# Start of TEXT SECTION

Assessing the Impact of OCR Errors in Information Retrieval
- 3.7k Downloads
A significant amount of the textual content available on the Web is stored in PDF files. These files are typically converted into plain text before they can be processed by information retrieval or text mining systems. Automatic conversion typically introduces various errors, especially if OCR is needed. In this empirical study, we simulate OCR errors and investigate the impact that misspelled words have on retrieval accuracy. In order to quantify such impact, errors were systematically inserted at varying rates in an initially clean IR collection. Our results showed that significant impacts are noticed starting at a 5% error rate. Furthermore, stemming has proven to make systems more robust to errors.
KeywordsOCR Retrieval effectiveness Noisy text
Estimates say that most information useful for organizations is represented in an unstructured format, predominantly as free text . A significant portion of this useful information is stored in PDF files – research articles, books, company reports, and presentations are typically disseminated in PDF format. PDF documents need to be converted into plain text before being processed by an Information Retrieval (IR) or a text mining system. These files can either be digitally created or created from scanned documents. While the former are generated from an original electronic version of a document (i.e., contain the text characters), the later contain images of the original document and need to go through Optical Character Recognition (OCR) so that their contents can be extracted. Despite being addressed by researchers for decades, OCR is still imperfect. As a result, the extracted text contains errors that typically involve character exchanges. Although digitally created PDFs are cleaner, they are not problem-free since, for example, hyphenated terms (due to separation into syllables) may be identified as two tokens and indexed incorrectly.
Extraction errors can have a negative impact on the quality of IR systems and are found even in mainstream search engines. Figure 1 presents an excerpt of the result page generated by Google Scholar for the query “information retrieval techniques”. In the small snippet from a matching document, we can see four errors – three terms were erroneously segmented into two tokens, and two terms were concatenated into one token. The effect is that a query with the correct spelling for e.g., “the barriers encountered in retrieving information” would be unable to retrieve that document. Approaches for treating misspelled queries cannot solve this problem as the issue is in the document, not in the query. Furthermore, there are important differences between the types of errors made by humans while typing and those made by OCR systems .
The fact that this is still an open issue is evidenced by two recent competitions organized in the scope of the International Conference on Document Analysis and Recognition (ICDAR) [2, 12]. The best performing approaches employ state-of-the-art methods such as character-based Neural Machine Translation and recurrent networks (bidirectional LSTMs) taking BERT models as input. The best results for the error detection task were below 0.7 in terms of F1 in several languages , showing that there is still a lot of room for improvement.

# End of TEXT SECTION
# Start of LISTING

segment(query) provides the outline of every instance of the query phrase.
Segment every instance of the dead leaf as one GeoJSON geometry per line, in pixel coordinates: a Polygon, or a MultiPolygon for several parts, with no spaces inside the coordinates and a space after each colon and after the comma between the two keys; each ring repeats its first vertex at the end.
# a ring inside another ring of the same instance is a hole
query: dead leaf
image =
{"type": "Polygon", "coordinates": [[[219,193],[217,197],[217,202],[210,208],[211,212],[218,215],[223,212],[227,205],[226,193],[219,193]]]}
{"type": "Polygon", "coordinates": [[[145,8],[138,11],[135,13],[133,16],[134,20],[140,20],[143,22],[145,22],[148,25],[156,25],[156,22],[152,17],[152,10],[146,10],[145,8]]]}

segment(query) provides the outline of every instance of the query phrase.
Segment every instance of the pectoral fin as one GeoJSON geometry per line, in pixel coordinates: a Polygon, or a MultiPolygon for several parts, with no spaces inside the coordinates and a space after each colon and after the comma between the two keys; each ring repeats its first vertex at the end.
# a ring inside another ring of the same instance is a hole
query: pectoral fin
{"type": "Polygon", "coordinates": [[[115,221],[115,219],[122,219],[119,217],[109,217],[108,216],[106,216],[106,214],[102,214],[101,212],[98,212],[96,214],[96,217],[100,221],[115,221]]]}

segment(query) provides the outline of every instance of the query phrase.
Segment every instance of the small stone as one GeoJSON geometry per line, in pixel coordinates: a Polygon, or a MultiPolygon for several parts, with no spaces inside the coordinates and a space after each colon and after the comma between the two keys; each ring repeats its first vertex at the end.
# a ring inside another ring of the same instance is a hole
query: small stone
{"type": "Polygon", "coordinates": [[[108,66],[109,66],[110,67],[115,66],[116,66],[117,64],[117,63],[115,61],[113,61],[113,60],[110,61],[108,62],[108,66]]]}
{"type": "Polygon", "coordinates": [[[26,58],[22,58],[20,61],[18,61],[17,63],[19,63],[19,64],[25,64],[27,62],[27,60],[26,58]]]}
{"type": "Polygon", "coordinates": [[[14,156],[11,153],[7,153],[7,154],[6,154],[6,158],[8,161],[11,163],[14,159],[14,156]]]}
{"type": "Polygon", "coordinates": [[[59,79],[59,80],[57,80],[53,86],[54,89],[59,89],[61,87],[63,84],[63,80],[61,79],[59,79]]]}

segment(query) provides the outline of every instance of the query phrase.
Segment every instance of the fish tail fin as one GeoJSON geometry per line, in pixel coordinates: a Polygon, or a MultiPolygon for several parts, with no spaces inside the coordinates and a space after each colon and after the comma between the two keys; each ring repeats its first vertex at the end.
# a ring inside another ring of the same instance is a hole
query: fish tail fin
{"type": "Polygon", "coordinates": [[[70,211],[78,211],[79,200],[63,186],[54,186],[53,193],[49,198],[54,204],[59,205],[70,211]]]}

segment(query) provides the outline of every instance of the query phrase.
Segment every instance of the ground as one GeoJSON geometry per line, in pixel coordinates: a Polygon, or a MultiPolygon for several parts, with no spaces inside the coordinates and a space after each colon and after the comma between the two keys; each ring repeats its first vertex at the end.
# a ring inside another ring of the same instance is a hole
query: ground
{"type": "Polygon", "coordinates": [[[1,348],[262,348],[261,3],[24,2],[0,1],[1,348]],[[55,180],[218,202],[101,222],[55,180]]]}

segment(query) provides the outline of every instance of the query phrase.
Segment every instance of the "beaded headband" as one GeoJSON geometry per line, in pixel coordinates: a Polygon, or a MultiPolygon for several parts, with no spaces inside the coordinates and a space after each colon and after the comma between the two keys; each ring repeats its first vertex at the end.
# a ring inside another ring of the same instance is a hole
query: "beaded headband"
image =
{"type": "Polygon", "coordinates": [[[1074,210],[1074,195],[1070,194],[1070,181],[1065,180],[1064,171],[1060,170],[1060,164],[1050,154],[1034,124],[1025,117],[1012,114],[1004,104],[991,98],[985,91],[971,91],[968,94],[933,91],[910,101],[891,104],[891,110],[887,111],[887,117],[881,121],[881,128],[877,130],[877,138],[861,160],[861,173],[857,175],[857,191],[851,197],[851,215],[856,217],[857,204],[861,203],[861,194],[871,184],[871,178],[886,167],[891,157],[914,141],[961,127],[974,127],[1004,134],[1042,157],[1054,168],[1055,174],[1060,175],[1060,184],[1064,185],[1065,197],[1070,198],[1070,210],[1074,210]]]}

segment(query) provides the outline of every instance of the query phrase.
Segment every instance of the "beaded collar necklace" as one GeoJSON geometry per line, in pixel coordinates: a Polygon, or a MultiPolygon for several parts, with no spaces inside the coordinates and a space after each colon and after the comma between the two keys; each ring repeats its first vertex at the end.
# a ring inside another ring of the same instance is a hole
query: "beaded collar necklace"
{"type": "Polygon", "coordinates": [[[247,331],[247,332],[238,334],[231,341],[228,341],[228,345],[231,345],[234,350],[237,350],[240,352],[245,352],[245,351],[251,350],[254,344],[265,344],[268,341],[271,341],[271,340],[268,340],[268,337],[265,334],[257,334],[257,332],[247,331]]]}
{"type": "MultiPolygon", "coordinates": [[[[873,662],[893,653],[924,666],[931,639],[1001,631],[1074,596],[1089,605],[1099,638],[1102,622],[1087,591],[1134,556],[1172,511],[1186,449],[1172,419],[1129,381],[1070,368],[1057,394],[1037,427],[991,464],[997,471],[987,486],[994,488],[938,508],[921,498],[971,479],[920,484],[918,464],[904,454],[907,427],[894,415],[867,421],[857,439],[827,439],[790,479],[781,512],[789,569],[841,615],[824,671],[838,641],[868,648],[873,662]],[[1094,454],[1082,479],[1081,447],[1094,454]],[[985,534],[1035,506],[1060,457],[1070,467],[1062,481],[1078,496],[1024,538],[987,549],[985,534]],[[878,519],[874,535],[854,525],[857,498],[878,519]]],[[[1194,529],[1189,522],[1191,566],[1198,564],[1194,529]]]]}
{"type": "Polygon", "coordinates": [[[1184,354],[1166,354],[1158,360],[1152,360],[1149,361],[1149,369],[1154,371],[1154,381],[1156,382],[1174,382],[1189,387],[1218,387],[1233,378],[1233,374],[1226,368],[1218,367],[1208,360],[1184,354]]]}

# End of LISTING

* **GIVEN PROBLEM 1**:
From the article on OCR errors in information retrieval, set down the part that opens with the words containing "Assessing the Impact" and closes with "robust to errors.".
* **GIVEN PROBLEM 2**:
Answer these questions using the article on OCR errors in information retrieval:
(a) At what error rate did the study start to notice significant impacts on retrieval?
(b) What query produced the Google Scholar result page shown in Figure 1?
(c) In F1 terms, the best results for the error detection task stayed below what value?
* **GIVEN PROBLEM 3**:
List every kind of document that the article on OCR errors in information retrieval names as typically disseminated in PDF format.

* **TASK ANSWER 1**:
Assessing the Impact of OCR Errors in Information Retrieval
- 3.7k Downloads
A significant amount of the textual content available on the Web is stored in PDF files. These files are typically converted into plain text before they can be processed by information retrieval or text mining systems. Automatic conversion typically introduces various errors, especially if OCR is needed. In this empirical study, we simulate OCR errors and investigate the impact that misspelled words have on retrieval accuracy. In order to quantify such impact, errors were systematically inserted at varying rates in an initially clean IR collection. Our results showed that significant impacts are noticed starting at a 5% error rate. Furthermore, stemming has proven to make systems more robust to errors.

* **TASK ANSWER 2**:
(a) 5%
(b) "information retrieval techniques"
(c) 0.7

* **TASK ANSWER 3**:
research articles, books, company reports, presentations